Copy out all of the material. Every line must match the original.

══ Data extract

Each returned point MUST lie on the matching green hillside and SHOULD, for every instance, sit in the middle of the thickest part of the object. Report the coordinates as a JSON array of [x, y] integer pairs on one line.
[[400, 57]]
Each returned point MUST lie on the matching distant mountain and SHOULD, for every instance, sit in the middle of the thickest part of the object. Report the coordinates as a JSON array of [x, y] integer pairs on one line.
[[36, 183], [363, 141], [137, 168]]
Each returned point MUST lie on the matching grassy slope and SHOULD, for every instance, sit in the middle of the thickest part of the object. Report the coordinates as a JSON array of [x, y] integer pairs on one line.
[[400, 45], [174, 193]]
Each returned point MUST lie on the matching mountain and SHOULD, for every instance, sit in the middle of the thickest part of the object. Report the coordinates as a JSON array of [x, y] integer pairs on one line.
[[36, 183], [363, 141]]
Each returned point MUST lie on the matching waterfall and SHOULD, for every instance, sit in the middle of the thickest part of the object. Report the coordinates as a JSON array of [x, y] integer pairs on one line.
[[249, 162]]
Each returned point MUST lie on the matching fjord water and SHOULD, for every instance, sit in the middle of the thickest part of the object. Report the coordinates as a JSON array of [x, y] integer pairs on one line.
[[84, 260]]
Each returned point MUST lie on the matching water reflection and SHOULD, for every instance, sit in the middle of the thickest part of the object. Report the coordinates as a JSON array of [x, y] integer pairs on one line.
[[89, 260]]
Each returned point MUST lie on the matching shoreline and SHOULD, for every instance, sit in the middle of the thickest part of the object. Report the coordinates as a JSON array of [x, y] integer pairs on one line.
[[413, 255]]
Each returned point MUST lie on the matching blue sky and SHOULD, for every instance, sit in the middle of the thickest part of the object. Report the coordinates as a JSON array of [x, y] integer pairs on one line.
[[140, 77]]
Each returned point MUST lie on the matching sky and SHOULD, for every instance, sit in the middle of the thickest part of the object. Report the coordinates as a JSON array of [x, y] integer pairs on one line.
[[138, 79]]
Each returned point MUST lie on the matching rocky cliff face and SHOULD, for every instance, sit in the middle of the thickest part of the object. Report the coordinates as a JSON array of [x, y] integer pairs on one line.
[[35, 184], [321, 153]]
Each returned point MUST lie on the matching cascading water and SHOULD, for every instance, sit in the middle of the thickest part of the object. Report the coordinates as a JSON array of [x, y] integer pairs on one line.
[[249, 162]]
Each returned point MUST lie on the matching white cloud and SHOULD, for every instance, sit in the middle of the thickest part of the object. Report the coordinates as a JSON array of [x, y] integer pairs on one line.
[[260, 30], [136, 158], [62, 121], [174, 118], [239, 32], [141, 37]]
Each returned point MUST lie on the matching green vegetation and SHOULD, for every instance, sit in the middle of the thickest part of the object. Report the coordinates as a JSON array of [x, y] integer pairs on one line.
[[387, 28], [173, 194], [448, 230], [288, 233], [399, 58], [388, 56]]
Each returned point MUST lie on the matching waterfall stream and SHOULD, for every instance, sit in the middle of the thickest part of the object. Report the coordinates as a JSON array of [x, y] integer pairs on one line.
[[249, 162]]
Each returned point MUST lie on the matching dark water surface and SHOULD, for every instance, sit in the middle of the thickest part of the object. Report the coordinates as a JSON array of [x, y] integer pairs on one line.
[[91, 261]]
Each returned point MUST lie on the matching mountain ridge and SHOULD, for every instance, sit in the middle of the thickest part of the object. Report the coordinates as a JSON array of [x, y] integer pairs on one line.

════

= Worked solution =
Each returned point MUST lie on the matching green hillside and SHOULD, for every instance, sit in the middle of the thickest part of the object. Report the coordinates as a JSON array of [x, y] integer pairs on one line.
[[400, 57]]
Each returned point MUST lie on the matching distant mountain and SHOULD, for every instance, sit in the middle of the thickest part of the object. Report the coordinates as a JSON array of [x, y] integer pairs on one line.
[[36, 183], [363, 141], [137, 168]]
Each returned point MUST lie on the matching grassy slope and SHOULD, for every instance, sit in the middle of the thickest part of the object. Report the coordinates as a JSON array of [x, y] integer pairs on one line.
[[400, 45], [174, 193]]
Each returned point MUST lie on the matching mountain and SHOULD, for every instance, sit in the middle of the thickest part of the object. Report the coordinates as a JSON array of [x, y] integer pairs on one line.
[[36, 183], [363, 141]]
Each returned point MUST lie on the matching waterfall and SHOULD, for every instance, sit in the middle of the thickest part of the object. Report the coordinates as a JSON array of [x, y] integer pairs on one line.
[[249, 162]]
Each returned point MUST lie on the matching fjord water and SHOULD, for every instance, sit in the middle of the thickest part of the object. Report the coordinates as a JSON array of [x, y] integer pairs on one line.
[[84, 260]]
Each returned point MUST lie on the matching water reflection and SHOULD, for every instance, sit in the middle of the thickest part of the object. Report the coordinates as a JSON array of [x, y] integer pairs on one line.
[[89, 260]]
Each returned point MUST lie on the matching shoreline and SHOULD, for every instance, sit in the middle of the thickest part of the object. Report the coordinates as a JSON array of [x, y] integer pairs on one line.
[[413, 255]]
Each returned point MUST lie on the matching blue sky and SHOULD, for every instance, sit in the middle of the thickest part of the object. Report the coordinates as a JSON array of [x, y] integer pairs on one line.
[[140, 77]]
Each returned point MUST lie on the matching sky and SHOULD, for every instance, sit in the middle of the thickest part of the object. Report the coordinates as a JSON array of [x, y] integer pairs on one line.
[[138, 79]]
Each returned point MUST lie on the matching rocky cliff face and SHOULD, for every instance, sit in the middle of the thickest part of the object. Report the coordinates as a JSON array of [x, y] integer pairs on one line.
[[35, 184], [321, 153]]
Each returned point MUST lie on the matching cascading water and SHOULD, for every instance, sit in the middle of the thickest part of the object. Report the coordinates as a JSON array of [x, y] integer pairs on one line.
[[249, 162]]
Each returned point MUST lie on the matching white cloud and SHOULD, for every instance, sit in the middle of the thickest part of the object. Report the coordinates as a JSON array of [x, y] integer pairs on one line.
[[260, 30], [136, 158], [62, 121], [174, 118], [239, 32], [141, 37]]
Each returned point MUST lie on the matching green vegetation and SHOULD, for every instance, sit in the middle of the thickest part of the object. Report the coordinates as a JSON array of [x, y] integer pairs on one line.
[[387, 28], [173, 194], [448, 230], [288, 233], [399, 58], [388, 56]]
Each returned point MUST lie on the matching waterfall stream and SHOULD, for every instance, sit in the middle of the thickest part of the object. Report the coordinates as a JSON array of [x, y] integer pairs on one line.
[[249, 162]]
Each returned point MUST lie on the matching dark water surface and SHOULD, for every instance, sit in the middle of the thickest part of the object. Report the coordinates as a JSON array of [x, y] integer pairs on one line.
[[91, 261]]
Each returned point MUST lie on the matching mountain ridge and SHOULD, for every instance, sit in the middle of the thickest part of the object. Report the coordinates as a JSON array of [x, y] integer pairs on one line.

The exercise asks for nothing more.